::: TRECHO EXIBIDO

As crianças estão apenas descobrindo um ambiente novo, curiosas e ávidas para usufruir de algo que não é destinado a elas? Sim, pode ser essa situação. Mas há nisso uma farta e rica oportunidade para que aprendam a suportar a frustração, para que percebam, com a ajuda dos pais, a diferença de gerações, os limites, as normas que harmonizam a convivência entre os seres vivos. É a partir dessas vivências que as crianças podem de fato organizar seu mundo interno, seu psiquismo, de modo a socializarem-se, a saírem do egocentrismo em direção ao desenvolvimento emocional, fortalecendo sua identidade, adquirindo noção de interno (o que quero) e externo (o que devo), encontrando ajustamento e proteção. O vandalismo é fato conhecido nos grandes centros, uma espécie de fatalidade da juventude contemporânea que protesta e reivindica voz e vez por meio da destruição do patrimônio coletivo? Sim, pode ser isso também, mas não se chega nem à adolescência nem à idade adulta sem antes percorrer a infância. Não são fatos isolados: as crianças que educamos se tornam adolescentes com os quais teremos que conviver; adultos que teremos que suportar; idosos que teremos que amparar. Se as crianças não sabem seu lugar, quem são os responsáveis? Se os jovens estão entediados demais para desejarem romper com o narcisismo que apenas os fazem ver a si mesmos, a quem responsabilizar? Se os adultos não conseguem perceber qual de fato é seu papel diante da existência do outro, não se pode simplesmente aceitar! Aqui começa a única possibilidade de rompimento desse ciclo de desrespeito e falta de educação com os outros e com o planeta.

::::::
::: DADOS ARMAZENADOS

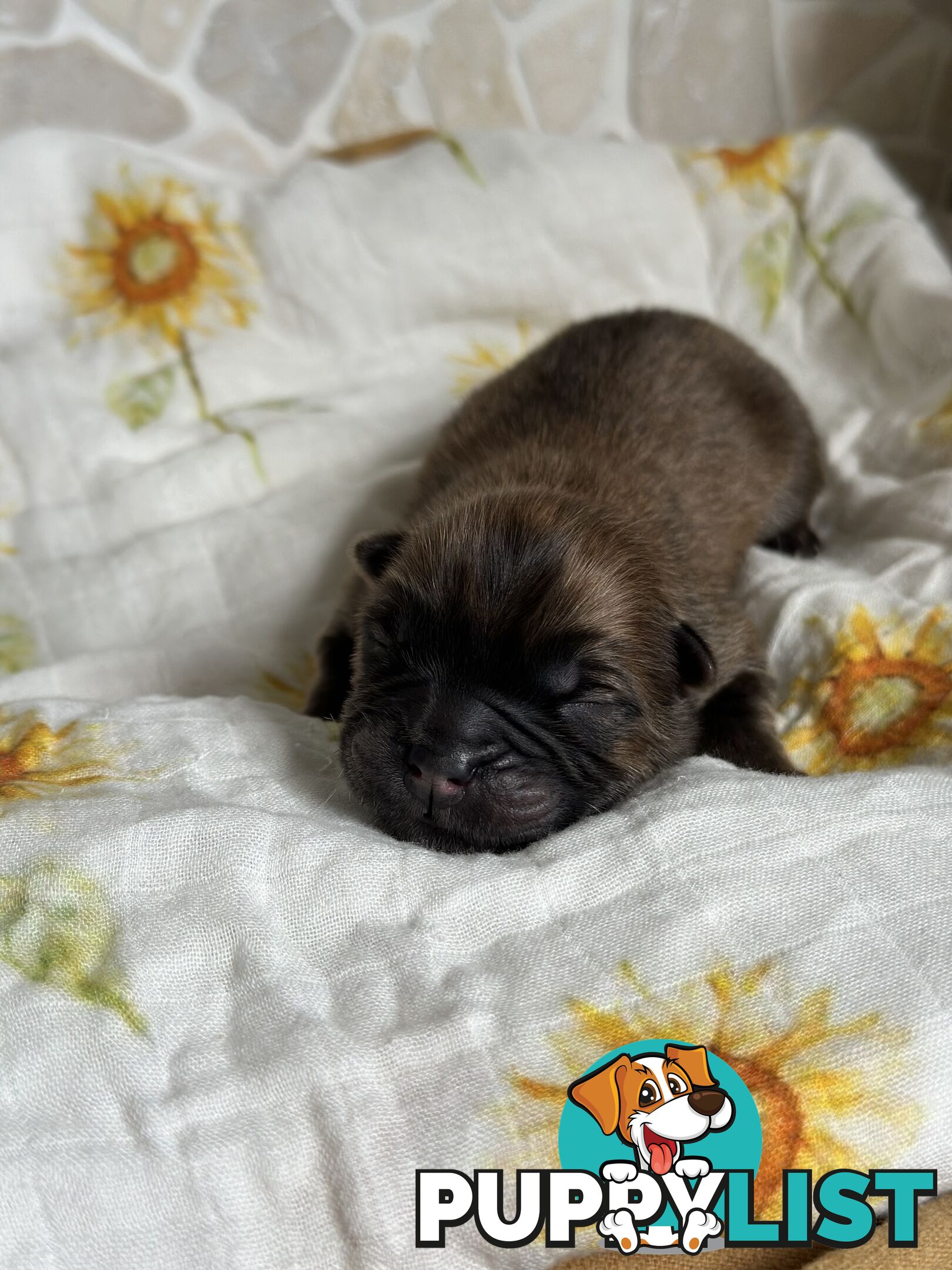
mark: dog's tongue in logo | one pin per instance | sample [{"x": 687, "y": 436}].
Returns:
[{"x": 661, "y": 1151}]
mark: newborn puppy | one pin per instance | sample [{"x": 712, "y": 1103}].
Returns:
[{"x": 557, "y": 621}]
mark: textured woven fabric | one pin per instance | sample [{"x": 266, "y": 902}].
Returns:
[{"x": 235, "y": 1017}]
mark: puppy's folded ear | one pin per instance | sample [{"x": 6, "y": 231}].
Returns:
[
  {"x": 374, "y": 553},
  {"x": 601, "y": 1094},
  {"x": 695, "y": 660}
]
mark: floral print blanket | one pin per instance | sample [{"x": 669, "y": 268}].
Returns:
[{"x": 235, "y": 1018}]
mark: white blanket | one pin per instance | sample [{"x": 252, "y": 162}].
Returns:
[{"x": 235, "y": 1018}]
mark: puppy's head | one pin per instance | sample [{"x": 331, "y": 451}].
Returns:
[
  {"x": 656, "y": 1101},
  {"x": 517, "y": 667}
]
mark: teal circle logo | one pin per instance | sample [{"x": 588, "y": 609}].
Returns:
[{"x": 658, "y": 1102}]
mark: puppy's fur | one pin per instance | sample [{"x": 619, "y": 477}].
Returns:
[{"x": 557, "y": 620}]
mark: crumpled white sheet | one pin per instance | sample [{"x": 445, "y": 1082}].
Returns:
[{"x": 235, "y": 1018}]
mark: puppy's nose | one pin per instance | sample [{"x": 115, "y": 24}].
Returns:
[
  {"x": 438, "y": 779},
  {"x": 706, "y": 1101}
]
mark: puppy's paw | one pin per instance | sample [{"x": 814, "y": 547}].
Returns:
[
  {"x": 620, "y": 1170},
  {"x": 620, "y": 1226},
  {"x": 699, "y": 1227}
]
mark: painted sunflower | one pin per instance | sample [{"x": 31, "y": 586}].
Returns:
[
  {"x": 765, "y": 167},
  {"x": 812, "y": 1091},
  {"x": 938, "y": 426},
  {"x": 485, "y": 361},
  {"x": 883, "y": 696},
  {"x": 160, "y": 260},
  {"x": 37, "y": 760}
]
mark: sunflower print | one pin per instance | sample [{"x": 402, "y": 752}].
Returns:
[
  {"x": 767, "y": 177},
  {"x": 291, "y": 685},
  {"x": 56, "y": 930},
  {"x": 881, "y": 696},
  {"x": 17, "y": 647},
  {"x": 6, "y": 548},
  {"x": 762, "y": 168},
  {"x": 785, "y": 1045},
  {"x": 37, "y": 760},
  {"x": 937, "y": 427},
  {"x": 160, "y": 263},
  {"x": 482, "y": 362}
]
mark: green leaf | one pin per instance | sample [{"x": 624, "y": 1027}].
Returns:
[
  {"x": 863, "y": 212},
  {"x": 766, "y": 263},
  {"x": 141, "y": 398},
  {"x": 17, "y": 649},
  {"x": 456, "y": 148}
]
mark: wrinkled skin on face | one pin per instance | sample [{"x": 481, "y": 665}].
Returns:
[{"x": 503, "y": 687}]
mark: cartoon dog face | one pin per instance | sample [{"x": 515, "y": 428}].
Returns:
[{"x": 655, "y": 1101}]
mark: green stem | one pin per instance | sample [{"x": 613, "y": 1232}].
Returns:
[
  {"x": 188, "y": 363},
  {"x": 823, "y": 266}
]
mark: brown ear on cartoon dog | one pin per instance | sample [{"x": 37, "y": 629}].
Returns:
[
  {"x": 693, "y": 1061},
  {"x": 602, "y": 1095}
]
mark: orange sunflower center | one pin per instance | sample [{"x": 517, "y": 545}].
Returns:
[
  {"x": 766, "y": 163},
  {"x": 155, "y": 260},
  {"x": 883, "y": 701},
  {"x": 781, "y": 1121}
]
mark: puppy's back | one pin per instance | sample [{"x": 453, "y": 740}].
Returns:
[{"x": 663, "y": 416}]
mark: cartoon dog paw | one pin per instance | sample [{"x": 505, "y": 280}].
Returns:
[
  {"x": 619, "y": 1226},
  {"x": 620, "y": 1170},
  {"x": 699, "y": 1227}
]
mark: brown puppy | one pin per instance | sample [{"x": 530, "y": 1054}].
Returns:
[{"x": 557, "y": 620}]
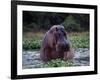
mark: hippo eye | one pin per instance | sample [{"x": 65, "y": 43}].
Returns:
[{"x": 56, "y": 29}]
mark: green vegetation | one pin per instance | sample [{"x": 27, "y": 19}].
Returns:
[
  {"x": 58, "y": 63},
  {"x": 78, "y": 40}
]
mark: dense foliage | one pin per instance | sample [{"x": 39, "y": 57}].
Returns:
[
  {"x": 34, "y": 21},
  {"x": 78, "y": 40}
]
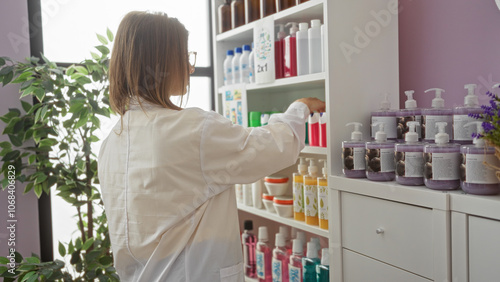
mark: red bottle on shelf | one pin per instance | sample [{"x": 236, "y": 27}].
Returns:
[
  {"x": 290, "y": 52},
  {"x": 278, "y": 51}
]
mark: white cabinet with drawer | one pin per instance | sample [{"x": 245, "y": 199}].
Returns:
[
  {"x": 475, "y": 237},
  {"x": 395, "y": 233},
  {"x": 389, "y": 232},
  {"x": 361, "y": 268}
]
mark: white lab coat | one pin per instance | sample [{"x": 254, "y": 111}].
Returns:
[{"x": 166, "y": 182}]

::::::

• ENUNCIADO DA TAREFA:
Escreva a continuação do texto sobre a educação das crianças e os limites, começando logo após a última frase apresentada.

• RESPOSTA ESCRITA:
Os adultos precisam deixar de ser tolerantes com outros adultos que não entendem que o mundo necessita que se portem como gente. É difícil admitir isso, mas por sorte há bons exemplos. Um dia desses ouvi um conceituado jornalista relatando em um telejornal uma experiência sua. Parados no sinal de trânsito, ao ver outro motorista jogar pela janela do carro uma bituca de cigarro (só para lembrar, pontas de cigarro não são biodegradáveis, levam anos e anos para serem decompostas, obstruindo as redes de esgoto ou começando incêndios devastadores em beiras de estradas), este jornalista desceu do seu carro e, batendo no vidro do outro motorista, lhe entregou a bituca que recolheu do chão, dizendo: "Isto é seu, o senhor deixou cair". Que inveja! Quantos de nós teríamos esse trabalho e essa coragem? O jornalista finalizou seu relato com a constatação de que não se pode esperar que alguém que não se importa em poluir seus próprios pulmões vá espontaneamente se preocupar em não sujar o planeta. É preciso que seja ajudado, chacoalhado, confrontado, responsabilizado. Há quem não aprendeu a pensar pela "via di levare", não desenvolveu a capacidade de aprender de outra forma que não seja de fora para dentro, colocando lá, mastigadinho, os valores, os limites. Talvez precise de um "superego externo", através de outras pessoas, que o empurre para que possa ajudar seus filhos a adquirir alguma noção de limite e respeito para que se tornem adultos diferentes dele mesmo.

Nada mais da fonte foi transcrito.